Task to carry out =
Rewrite the rows below with every "drop a point" changed to "place a marker" and nothing else altered.

Entries provided =
━━━━━━
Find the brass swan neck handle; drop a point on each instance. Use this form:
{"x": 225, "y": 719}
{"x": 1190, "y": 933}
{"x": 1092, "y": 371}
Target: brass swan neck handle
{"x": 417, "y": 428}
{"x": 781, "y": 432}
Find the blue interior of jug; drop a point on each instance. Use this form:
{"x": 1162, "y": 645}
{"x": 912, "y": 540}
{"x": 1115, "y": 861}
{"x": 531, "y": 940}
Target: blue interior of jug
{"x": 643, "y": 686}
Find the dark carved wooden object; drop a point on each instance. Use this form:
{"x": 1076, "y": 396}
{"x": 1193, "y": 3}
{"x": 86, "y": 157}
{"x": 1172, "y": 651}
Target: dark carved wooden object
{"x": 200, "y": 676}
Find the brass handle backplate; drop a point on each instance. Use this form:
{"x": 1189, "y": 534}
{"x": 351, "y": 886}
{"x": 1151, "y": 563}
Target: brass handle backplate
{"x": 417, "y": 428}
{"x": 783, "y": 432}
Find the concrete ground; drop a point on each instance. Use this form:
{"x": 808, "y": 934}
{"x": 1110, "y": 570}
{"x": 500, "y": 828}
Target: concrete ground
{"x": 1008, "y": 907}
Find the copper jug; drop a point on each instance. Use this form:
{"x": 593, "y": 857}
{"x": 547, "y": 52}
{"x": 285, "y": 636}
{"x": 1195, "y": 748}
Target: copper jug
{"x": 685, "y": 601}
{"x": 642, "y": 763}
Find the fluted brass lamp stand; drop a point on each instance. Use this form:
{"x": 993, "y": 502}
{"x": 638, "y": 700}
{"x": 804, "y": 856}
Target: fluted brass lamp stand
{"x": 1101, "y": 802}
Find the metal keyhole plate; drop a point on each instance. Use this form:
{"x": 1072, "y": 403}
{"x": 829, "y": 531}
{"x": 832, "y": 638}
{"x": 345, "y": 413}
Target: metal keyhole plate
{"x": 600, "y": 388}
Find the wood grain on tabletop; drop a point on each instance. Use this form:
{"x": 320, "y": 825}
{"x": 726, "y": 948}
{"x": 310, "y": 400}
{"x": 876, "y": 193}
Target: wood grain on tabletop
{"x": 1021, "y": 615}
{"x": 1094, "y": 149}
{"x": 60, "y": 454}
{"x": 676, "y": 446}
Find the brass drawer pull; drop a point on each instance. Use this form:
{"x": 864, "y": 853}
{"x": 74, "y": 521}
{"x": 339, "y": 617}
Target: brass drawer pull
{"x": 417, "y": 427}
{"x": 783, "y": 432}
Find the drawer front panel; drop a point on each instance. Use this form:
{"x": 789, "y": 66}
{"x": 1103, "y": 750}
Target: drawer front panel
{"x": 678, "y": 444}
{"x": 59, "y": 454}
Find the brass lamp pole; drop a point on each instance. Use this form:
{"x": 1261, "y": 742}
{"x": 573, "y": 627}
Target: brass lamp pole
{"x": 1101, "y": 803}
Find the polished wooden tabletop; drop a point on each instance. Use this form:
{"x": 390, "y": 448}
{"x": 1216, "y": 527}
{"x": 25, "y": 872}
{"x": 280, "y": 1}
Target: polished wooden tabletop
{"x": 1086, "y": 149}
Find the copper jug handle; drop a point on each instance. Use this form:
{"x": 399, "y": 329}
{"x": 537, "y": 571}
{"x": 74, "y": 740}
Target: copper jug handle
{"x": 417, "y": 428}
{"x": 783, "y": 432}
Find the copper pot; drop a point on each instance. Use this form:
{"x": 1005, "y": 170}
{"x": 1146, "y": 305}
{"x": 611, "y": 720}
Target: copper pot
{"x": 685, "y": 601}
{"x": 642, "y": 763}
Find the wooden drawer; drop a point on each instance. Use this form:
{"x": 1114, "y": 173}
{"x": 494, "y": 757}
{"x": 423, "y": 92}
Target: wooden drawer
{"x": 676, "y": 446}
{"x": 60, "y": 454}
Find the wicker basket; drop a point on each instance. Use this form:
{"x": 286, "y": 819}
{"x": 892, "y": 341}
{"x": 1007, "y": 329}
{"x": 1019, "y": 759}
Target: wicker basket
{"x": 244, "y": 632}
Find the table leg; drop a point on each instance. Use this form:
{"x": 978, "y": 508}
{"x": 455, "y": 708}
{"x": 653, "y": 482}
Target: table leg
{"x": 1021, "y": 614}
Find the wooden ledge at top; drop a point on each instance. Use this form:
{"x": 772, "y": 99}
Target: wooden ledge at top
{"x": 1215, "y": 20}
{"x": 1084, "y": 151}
━━━━━━
Written answer =
Find the brass swan neck handle; place a marker on each instance. Use this form:
{"x": 225, "y": 719}
{"x": 1190, "y": 933}
{"x": 1092, "y": 371}
Target: brass swan neck handle
{"x": 417, "y": 428}
{"x": 781, "y": 432}
Find the blue interior of jug; place a marker on each instance. Use this form:
{"x": 1162, "y": 645}
{"x": 912, "y": 540}
{"x": 1115, "y": 861}
{"x": 531, "y": 940}
Target: blue interior of jug
{"x": 643, "y": 686}
Find the dark carved wooden object; place a marker on each instance. Use this form:
{"x": 1076, "y": 396}
{"x": 1193, "y": 3}
{"x": 86, "y": 157}
{"x": 1172, "y": 651}
Target: dark carved wooden object
{"x": 200, "y": 676}
Find the brass handle backplate; place a marker on each instance. Use this form:
{"x": 1189, "y": 534}
{"x": 351, "y": 886}
{"x": 1151, "y": 563}
Target: brass handle backplate
{"x": 417, "y": 428}
{"x": 783, "y": 432}
Find the concrete ground; place a marker on each instance. Use this form:
{"x": 808, "y": 934}
{"x": 1110, "y": 570}
{"x": 500, "y": 828}
Target: concrete ground
{"x": 1008, "y": 907}
Find the copper jug; place a marker on each instance. Use this form:
{"x": 593, "y": 857}
{"x": 547, "y": 52}
{"x": 285, "y": 636}
{"x": 1195, "y": 748}
Target: copper jug
{"x": 685, "y": 601}
{"x": 642, "y": 763}
Find the fluted brass lamp stand; place a marker on each instance. Use this form:
{"x": 993, "y": 502}
{"x": 638, "y": 700}
{"x": 804, "y": 856}
Target: fluted brass lamp stand
{"x": 1101, "y": 802}
Find the metal keyhole plate; place a marker on each instance. Use this form:
{"x": 1072, "y": 403}
{"x": 829, "y": 531}
{"x": 832, "y": 638}
{"x": 345, "y": 413}
Target: metal keyhole plate
{"x": 600, "y": 388}
Find the wood grain on tabletop; place a marker on each instance. Use this form:
{"x": 320, "y": 825}
{"x": 726, "y": 948}
{"x": 310, "y": 400}
{"x": 876, "y": 193}
Target: wood grain on tabletop
{"x": 1021, "y": 615}
{"x": 1094, "y": 149}
{"x": 60, "y": 454}
{"x": 676, "y": 446}
Find the brass drawer pull; place a marker on each instance. Use this form:
{"x": 864, "y": 853}
{"x": 74, "y": 521}
{"x": 339, "y": 617}
Target: brass drawer pull
{"x": 417, "y": 427}
{"x": 783, "y": 432}
Find the drawer front panel; place a marker on each instance. Use this form:
{"x": 789, "y": 66}
{"x": 1103, "y": 750}
Target: drawer front panel
{"x": 678, "y": 444}
{"x": 59, "y": 454}
Find the brass lamp pole; place a marker on each instance. Use this form:
{"x": 1261, "y": 742}
{"x": 573, "y": 627}
Target: brass lamp pole
{"x": 1101, "y": 803}
Find the polished wooden tabletop; place a marker on each instance. Use this form:
{"x": 390, "y": 448}
{"x": 1216, "y": 527}
{"x": 25, "y": 872}
{"x": 280, "y": 1}
Target: polished wooden tabletop
{"x": 1086, "y": 149}
Find the copper jug handle; place a marker on each instance. Use this form:
{"x": 399, "y": 329}
{"x": 537, "y": 571}
{"x": 74, "y": 740}
Target: copper jug handle
{"x": 417, "y": 428}
{"x": 783, "y": 432}
Find the copper pot; place a marker on each instance. Use this form:
{"x": 1005, "y": 170}
{"x": 1146, "y": 305}
{"x": 611, "y": 720}
Target: copper pot
{"x": 685, "y": 601}
{"x": 642, "y": 763}
Find the wooden drawer; place a marker on each instance. Use this form:
{"x": 1114, "y": 173}
{"x": 494, "y": 757}
{"x": 423, "y": 92}
Target: wooden drawer
{"x": 676, "y": 446}
{"x": 60, "y": 454}
Find the wicker basket; place a marker on each instance. Use this form:
{"x": 286, "y": 819}
{"x": 892, "y": 341}
{"x": 1007, "y": 329}
{"x": 1019, "y": 759}
Target: wicker basket
{"x": 244, "y": 632}
Find the table leg; place a marker on each instance. Use this form:
{"x": 978, "y": 508}
{"x": 455, "y": 708}
{"x": 653, "y": 482}
Target: table leg
{"x": 1021, "y": 614}
Find the wooden ledge at top; place a marker on each instance. Use this form:
{"x": 772, "y": 99}
Target: wooden ledge at top
{"x": 1215, "y": 20}
{"x": 1084, "y": 151}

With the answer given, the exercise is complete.